EXTRACT PROVIDED
But then again, the Cajuns like to make chaudin, the stomach of a pig
stuffed with sausage and peppers, stuffed calves tongue and stuffed pork
chops. "Witness the Hebert stuffed fowl list," Calvin Trillin, the New
Yorker writer, who has a turducken in his freezer, wrote via e-mail, "and
the fact that Cajuns get needles from veterinarians to inject the secret
spices into turkeys that are about to be deep fried."
Nevertheless, the codified definition of a turducken, and the name itself,
is most likely 20th century in origin. But with no details available, its
creator remains elusive. "Of course, now everyone's on the bandwagon,"
said Conrad Comeaux, a tax assessor and home cook in Lafayette, La.
Mr. Comeaux once smoked turducken for an hour or so on the grill before
roasting it. It turned out well. "Good enough to make you go home and slap
your mama," Mr. Comeaux added, using a local expression.

Rows from a pointing dataset
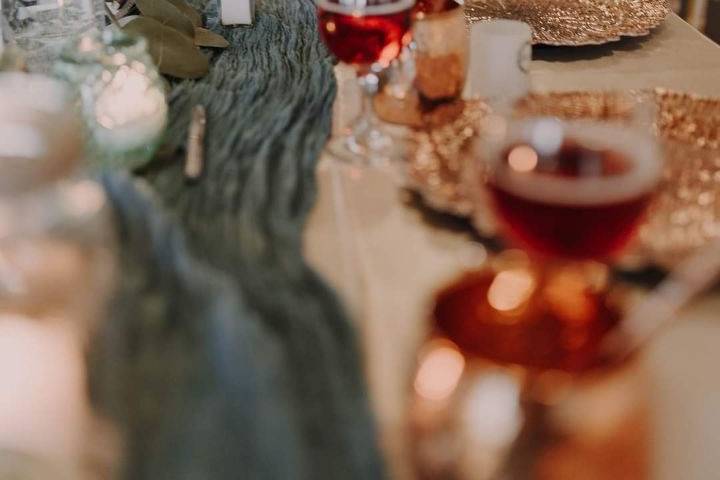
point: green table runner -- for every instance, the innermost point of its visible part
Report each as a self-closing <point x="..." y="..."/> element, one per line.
<point x="269" y="385"/>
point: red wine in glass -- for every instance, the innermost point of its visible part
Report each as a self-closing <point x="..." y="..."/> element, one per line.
<point x="434" y="6"/>
<point x="372" y="32"/>
<point x="577" y="194"/>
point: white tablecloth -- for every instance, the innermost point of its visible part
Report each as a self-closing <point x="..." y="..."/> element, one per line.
<point x="386" y="261"/>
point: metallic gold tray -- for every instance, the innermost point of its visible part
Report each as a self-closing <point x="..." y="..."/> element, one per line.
<point x="686" y="212"/>
<point x="575" y="22"/>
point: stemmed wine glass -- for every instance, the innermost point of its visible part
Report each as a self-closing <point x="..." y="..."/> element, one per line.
<point x="515" y="381"/>
<point x="368" y="35"/>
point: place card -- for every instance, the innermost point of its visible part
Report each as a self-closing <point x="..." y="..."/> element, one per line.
<point x="237" y="12"/>
<point x="499" y="63"/>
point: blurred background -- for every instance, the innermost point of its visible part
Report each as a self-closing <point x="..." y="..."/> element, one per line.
<point x="702" y="14"/>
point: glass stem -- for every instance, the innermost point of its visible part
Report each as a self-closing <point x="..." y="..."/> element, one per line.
<point x="369" y="84"/>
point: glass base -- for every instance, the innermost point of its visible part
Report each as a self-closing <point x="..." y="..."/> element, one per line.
<point x="371" y="147"/>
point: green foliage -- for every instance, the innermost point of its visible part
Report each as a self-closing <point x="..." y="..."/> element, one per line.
<point x="174" y="33"/>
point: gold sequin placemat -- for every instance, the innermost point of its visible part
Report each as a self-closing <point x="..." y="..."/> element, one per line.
<point x="575" y="22"/>
<point x="686" y="212"/>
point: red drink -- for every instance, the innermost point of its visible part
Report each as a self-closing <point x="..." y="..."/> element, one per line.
<point x="553" y="327"/>
<point x="374" y="33"/>
<point x="434" y="6"/>
<point x="574" y="201"/>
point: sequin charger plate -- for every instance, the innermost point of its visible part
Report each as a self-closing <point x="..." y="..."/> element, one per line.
<point x="686" y="212"/>
<point x="575" y="22"/>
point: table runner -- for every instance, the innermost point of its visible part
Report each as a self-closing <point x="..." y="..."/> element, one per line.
<point x="269" y="385"/>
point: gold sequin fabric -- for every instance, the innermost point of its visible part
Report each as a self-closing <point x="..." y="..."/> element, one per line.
<point x="575" y="22"/>
<point x="685" y="214"/>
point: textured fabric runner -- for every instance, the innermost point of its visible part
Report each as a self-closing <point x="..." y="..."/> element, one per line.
<point x="253" y="371"/>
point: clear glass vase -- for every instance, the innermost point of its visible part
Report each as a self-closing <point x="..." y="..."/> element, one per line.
<point x="56" y="273"/>
<point x="122" y="96"/>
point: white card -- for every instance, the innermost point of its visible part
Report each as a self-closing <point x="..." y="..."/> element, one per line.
<point x="237" y="12"/>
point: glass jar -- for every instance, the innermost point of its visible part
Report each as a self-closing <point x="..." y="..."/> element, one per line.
<point x="441" y="51"/>
<point x="41" y="27"/>
<point x="121" y="93"/>
<point x="56" y="272"/>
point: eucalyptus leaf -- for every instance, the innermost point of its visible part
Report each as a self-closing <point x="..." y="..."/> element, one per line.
<point x="206" y="38"/>
<point x="192" y="14"/>
<point x="174" y="53"/>
<point x="167" y="14"/>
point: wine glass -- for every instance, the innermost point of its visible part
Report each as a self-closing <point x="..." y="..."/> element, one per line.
<point x="572" y="190"/>
<point x="368" y="35"/>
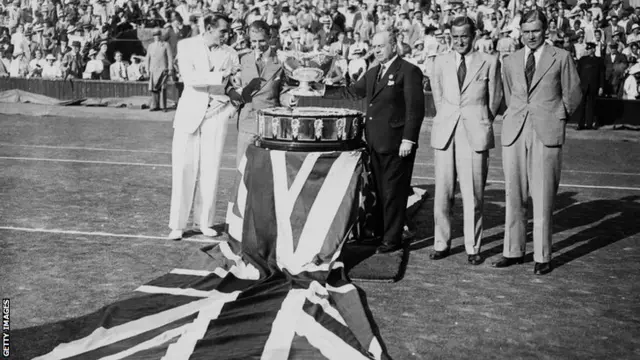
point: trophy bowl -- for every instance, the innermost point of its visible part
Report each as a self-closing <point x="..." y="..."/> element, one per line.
<point x="308" y="70"/>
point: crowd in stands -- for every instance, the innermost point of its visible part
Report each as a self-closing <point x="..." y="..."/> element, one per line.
<point x="70" y="38"/>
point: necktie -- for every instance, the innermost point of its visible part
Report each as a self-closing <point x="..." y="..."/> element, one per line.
<point x="381" y="73"/>
<point x="530" y="69"/>
<point x="462" y="72"/>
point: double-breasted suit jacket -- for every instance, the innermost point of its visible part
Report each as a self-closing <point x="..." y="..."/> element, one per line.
<point x="474" y="105"/>
<point x="462" y="134"/>
<point x="268" y="89"/>
<point x="533" y="132"/>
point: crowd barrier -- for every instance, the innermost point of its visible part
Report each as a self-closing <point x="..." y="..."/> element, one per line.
<point x="609" y="111"/>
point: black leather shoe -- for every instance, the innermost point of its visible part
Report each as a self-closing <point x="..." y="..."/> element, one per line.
<point x="542" y="268"/>
<point x="388" y="248"/>
<point x="506" y="262"/>
<point x="437" y="255"/>
<point x="475" y="259"/>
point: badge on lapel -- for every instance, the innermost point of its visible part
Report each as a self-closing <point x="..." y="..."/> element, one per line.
<point x="391" y="82"/>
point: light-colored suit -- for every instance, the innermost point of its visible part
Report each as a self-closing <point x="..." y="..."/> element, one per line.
<point x="200" y="127"/>
<point x="271" y="92"/>
<point x="533" y="132"/>
<point x="461" y="136"/>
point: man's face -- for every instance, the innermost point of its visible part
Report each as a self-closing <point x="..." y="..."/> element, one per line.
<point x="383" y="50"/>
<point x="533" y="34"/>
<point x="259" y="41"/>
<point x="216" y="36"/>
<point x="462" y="39"/>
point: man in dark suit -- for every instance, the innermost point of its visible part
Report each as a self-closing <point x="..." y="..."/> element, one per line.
<point x="615" y="64"/>
<point x="591" y="72"/>
<point x="393" y="118"/>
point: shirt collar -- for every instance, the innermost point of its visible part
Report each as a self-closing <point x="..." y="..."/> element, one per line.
<point x="388" y="63"/>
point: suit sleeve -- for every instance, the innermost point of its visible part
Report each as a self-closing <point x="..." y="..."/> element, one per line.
<point x="495" y="86"/>
<point x="436" y="83"/>
<point x="506" y="84"/>
<point x="190" y="75"/>
<point x="570" y="81"/>
<point x="414" y="104"/>
<point x="354" y="92"/>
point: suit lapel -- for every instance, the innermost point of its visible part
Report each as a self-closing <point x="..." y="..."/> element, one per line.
<point x="392" y="70"/>
<point x="475" y="64"/>
<point x="547" y="58"/>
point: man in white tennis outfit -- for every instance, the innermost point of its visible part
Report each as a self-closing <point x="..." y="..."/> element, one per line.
<point x="200" y="124"/>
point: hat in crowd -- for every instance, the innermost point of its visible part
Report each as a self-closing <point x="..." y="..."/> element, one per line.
<point x="236" y="25"/>
<point x="284" y="28"/>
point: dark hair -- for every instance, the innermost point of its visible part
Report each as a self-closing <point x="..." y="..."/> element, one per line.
<point x="464" y="21"/>
<point x="260" y="26"/>
<point x="533" y="16"/>
<point x="213" y="20"/>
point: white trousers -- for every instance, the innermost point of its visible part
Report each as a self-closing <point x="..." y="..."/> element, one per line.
<point x="459" y="161"/>
<point x="196" y="158"/>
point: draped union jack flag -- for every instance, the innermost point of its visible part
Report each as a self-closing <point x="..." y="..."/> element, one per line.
<point x="276" y="290"/>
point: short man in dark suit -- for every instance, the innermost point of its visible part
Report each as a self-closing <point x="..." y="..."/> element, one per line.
<point x="393" y="118"/>
<point x="591" y="71"/>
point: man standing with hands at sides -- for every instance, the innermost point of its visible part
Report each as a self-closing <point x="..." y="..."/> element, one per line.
<point x="542" y="90"/>
<point x="467" y="91"/>
<point x="200" y="124"/>
<point x="259" y="85"/>
<point x="395" y="112"/>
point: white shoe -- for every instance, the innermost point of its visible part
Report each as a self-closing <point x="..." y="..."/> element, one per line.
<point x="175" y="235"/>
<point x="209" y="232"/>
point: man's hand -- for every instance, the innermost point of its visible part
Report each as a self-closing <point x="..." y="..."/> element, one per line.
<point x="405" y="148"/>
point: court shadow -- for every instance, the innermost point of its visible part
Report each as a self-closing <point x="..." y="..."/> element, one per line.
<point x="607" y="222"/>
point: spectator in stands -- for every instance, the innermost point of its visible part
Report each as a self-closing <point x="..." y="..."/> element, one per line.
<point x="159" y="63"/>
<point x="94" y="68"/>
<point x="74" y="61"/>
<point x="118" y="70"/>
<point x="615" y="65"/>
<point x="51" y="70"/>
<point x="631" y="83"/>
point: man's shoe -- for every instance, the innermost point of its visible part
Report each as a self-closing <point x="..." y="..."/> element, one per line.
<point x="475" y="259"/>
<point x="208" y="232"/>
<point x="542" y="268"/>
<point x="506" y="262"/>
<point x="175" y="235"/>
<point x="388" y="248"/>
<point x="437" y="255"/>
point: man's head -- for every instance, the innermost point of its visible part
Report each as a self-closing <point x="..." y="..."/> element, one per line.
<point x="216" y="29"/>
<point x="259" y="36"/>
<point x="534" y="27"/>
<point x="385" y="46"/>
<point x="463" y="31"/>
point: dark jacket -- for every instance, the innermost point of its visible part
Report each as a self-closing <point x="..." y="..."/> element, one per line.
<point x="395" y="104"/>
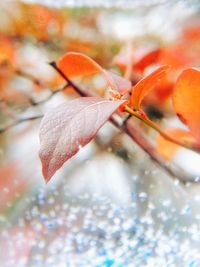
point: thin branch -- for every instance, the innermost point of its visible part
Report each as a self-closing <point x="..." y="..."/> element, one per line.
<point x="127" y="126"/>
<point x="146" y="120"/>
<point x="135" y="133"/>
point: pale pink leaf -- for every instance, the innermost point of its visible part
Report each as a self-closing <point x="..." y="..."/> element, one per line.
<point x="70" y="126"/>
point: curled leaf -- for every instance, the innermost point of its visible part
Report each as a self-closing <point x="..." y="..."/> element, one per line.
<point x="186" y="100"/>
<point x="144" y="86"/>
<point x="70" y="126"/>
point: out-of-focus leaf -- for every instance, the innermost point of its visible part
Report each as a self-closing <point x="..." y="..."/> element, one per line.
<point x="186" y="100"/>
<point x="65" y="129"/>
<point x="166" y="148"/>
<point x="144" y="86"/>
<point x="75" y="64"/>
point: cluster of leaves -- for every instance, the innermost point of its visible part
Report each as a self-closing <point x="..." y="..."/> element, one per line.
<point x="143" y="79"/>
<point x="70" y="126"/>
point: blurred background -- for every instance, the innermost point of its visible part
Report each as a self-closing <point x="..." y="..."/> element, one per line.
<point x="110" y="205"/>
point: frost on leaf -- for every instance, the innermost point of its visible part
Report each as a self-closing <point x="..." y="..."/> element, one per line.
<point x="71" y="125"/>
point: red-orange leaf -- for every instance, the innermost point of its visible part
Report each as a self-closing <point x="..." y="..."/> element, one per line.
<point x="186" y="100"/>
<point x="166" y="148"/>
<point x="147" y="60"/>
<point x="142" y="88"/>
<point x="70" y="126"/>
<point x="75" y="64"/>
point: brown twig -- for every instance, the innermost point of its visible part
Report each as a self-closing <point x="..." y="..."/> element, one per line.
<point x="127" y="126"/>
<point x="135" y="133"/>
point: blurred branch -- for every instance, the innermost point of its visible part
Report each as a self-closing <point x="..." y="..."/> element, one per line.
<point x="135" y="133"/>
<point x="127" y="126"/>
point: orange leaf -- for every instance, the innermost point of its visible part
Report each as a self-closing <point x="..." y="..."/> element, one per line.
<point x="142" y="88"/>
<point x="75" y="64"/>
<point x="166" y="148"/>
<point x="186" y="100"/>
<point x="147" y="60"/>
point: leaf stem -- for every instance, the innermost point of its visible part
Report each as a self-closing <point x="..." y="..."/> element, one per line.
<point x="146" y="120"/>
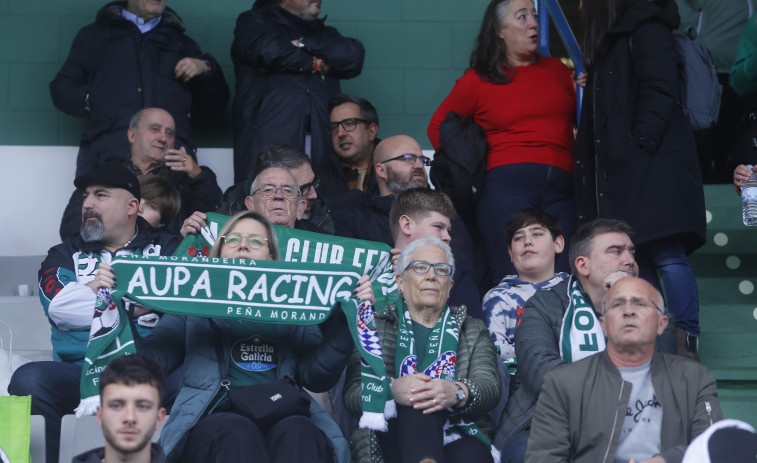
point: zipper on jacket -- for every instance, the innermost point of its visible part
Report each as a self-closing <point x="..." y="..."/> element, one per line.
<point x="614" y="421"/>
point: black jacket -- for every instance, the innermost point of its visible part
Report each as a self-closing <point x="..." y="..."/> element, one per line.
<point x="201" y="193"/>
<point x="278" y="96"/>
<point x="113" y="70"/>
<point x="97" y="455"/>
<point x="368" y="219"/>
<point x="635" y="157"/>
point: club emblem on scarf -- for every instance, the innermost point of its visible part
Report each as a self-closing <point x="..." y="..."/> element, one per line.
<point x="367" y="335"/>
<point x="443" y="367"/>
<point x="106" y="315"/>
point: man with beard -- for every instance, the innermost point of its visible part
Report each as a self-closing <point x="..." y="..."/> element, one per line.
<point x="69" y="280"/>
<point x="561" y="325"/>
<point x="129" y="412"/>
<point x="151" y="135"/>
<point x="401" y="166"/>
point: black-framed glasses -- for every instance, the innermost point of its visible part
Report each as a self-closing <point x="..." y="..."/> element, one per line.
<point x="348" y="125"/>
<point x="421" y="267"/>
<point x="305" y="189"/>
<point x="233" y="240"/>
<point x="408" y="158"/>
<point x="269" y="191"/>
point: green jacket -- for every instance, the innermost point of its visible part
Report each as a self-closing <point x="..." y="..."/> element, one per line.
<point x="582" y="406"/>
<point x="719" y="23"/>
<point x="476" y="361"/>
<point x="743" y="77"/>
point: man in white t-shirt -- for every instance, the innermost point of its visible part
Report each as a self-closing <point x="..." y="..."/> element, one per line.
<point x="628" y="403"/>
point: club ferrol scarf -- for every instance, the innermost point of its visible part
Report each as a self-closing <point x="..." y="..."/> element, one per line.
<point x="367" y="257"/>
<point x="580" y="335"/>
<point x="242" y="289"/>
<point x="439" y="362"/>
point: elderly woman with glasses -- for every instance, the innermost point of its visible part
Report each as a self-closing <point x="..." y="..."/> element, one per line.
<point x="203" y="426"/>
<point x="441" y="365"/>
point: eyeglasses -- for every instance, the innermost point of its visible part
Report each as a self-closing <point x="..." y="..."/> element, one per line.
<point x="233" y="240"/>
<point x="305" y="189"/>
<point x="421" y="267"/>
<point x="408" y="158"/>
<point x="348" y="125"/>
<point x="638" y="303"/>
<point x="269" y="191"/>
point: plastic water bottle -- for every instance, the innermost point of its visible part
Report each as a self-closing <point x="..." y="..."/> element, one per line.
<point x="749" y="201"/>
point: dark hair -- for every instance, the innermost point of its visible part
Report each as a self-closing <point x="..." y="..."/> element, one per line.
<point x="280" y="155"/>
<point x="531" y="216"/>
<point x="165" y="196"/>
<point x="417" y="203"/>
<point x="580" y="244"/>
<point x="598" y="16"/>
<point x="132" y="370"/>
<point x="489" y="57"/>
<point x="273" y="243"/>
<point x="367" y="111"/>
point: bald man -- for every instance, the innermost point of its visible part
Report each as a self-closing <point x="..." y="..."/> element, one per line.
<point x="638" y="405"/>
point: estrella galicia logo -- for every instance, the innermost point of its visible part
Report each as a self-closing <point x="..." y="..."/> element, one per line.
<point x="254" y="354"/>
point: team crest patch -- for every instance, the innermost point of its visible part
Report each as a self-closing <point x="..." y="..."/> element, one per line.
<point x="408" y="366"/>
<point x="106" y="316"/>
<point x="443" y="367"/>
<point x="368" y="338"/>
<point x="254" y="354"/>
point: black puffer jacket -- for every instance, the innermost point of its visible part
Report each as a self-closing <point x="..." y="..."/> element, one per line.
<point x="635" y="157"/>
<point x="122" y="71"/>
<point x="278" y="97"/>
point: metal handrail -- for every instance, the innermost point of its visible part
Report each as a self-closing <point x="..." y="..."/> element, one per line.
<point x="554" y="11"/>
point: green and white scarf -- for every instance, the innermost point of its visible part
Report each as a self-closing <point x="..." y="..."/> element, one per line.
<point x="242" y="289"/>
<point x="580" y="335"/>
<point x="439" y="362"/>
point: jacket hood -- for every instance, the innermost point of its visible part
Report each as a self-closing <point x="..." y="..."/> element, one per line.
<point x="111" y="13"/>
<point x="664" y="11"/>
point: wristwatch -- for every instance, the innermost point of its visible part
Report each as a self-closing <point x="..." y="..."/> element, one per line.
<point x="460" y="394"/>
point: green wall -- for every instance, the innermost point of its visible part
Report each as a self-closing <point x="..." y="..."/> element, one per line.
<point x="415" y="49"/>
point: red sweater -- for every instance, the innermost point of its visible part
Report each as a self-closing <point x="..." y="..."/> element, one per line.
<point x="528" y="120"/>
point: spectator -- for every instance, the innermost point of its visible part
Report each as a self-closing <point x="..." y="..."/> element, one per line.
<point x="151" y="138"/>
<point x="69" y="280"/>
<point x="203" y="426"/>
<point x="130" y="412"/>
<point x="400" y="166"/>
<point x="160" y="201"/>
<point x="288" y="65"/>
<point x="719" y="24"/>
<point x="448" y="379"/>
<point x="535" y="240"/>
<point x="135" y="55"/>
<point x="316" y="217"/>
<point x="637" y="405"/>
<point x="354" y="128"/>
<point x="274" y="194"/>
<point x="561" y="325"/>
<point x="635" y="151"/>
<point x="527" y="105"/>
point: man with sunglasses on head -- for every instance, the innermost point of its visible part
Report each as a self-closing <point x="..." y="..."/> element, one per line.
<point x="354" y="127"/>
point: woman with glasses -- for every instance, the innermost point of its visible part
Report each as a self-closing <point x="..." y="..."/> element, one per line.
<point x="526" y="103"/>
<point x="203" y="427"/>
<point x="441" y="365"/>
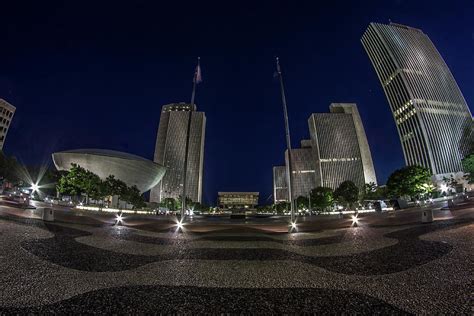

TASK DETAILS
Reproduce the Cajun stuffed dishes text word for word, from beginning to end. Only the text is needed here; the records play no part.

IN RESPONSE
But then again, the Cajuns like to make chaudin, the stomach of a pig
stuffed with sausage and peppers, stuffed calves tongue and stuffed pork
chops. "Witness the Hebert stuffed fowl list," Calvin Trillin, the New
Yorker writer, who has a turducken in his freezer, wrote via e-mail, "and
the fact that Cajuns get needles from veterinarians to inject the secret
spices into turkeys that are about to be deep fried."
Nevertheless, the codified definition of a turducken, and the name itself,
is most likely 20th century in origin. But with no details available, its
creator remains elusive. "Of course, now everyone's on the bandwagon,"
said Conrad Comeaux, a tax assessor and home cook in Lafayette, La.
Mr. Comeaux once smoked turducken for an hour or so on the grill before
roasting it. It turned out well. "Good enough to make you go home and slap
your mama," Mr. Comeaux added, using a local expression.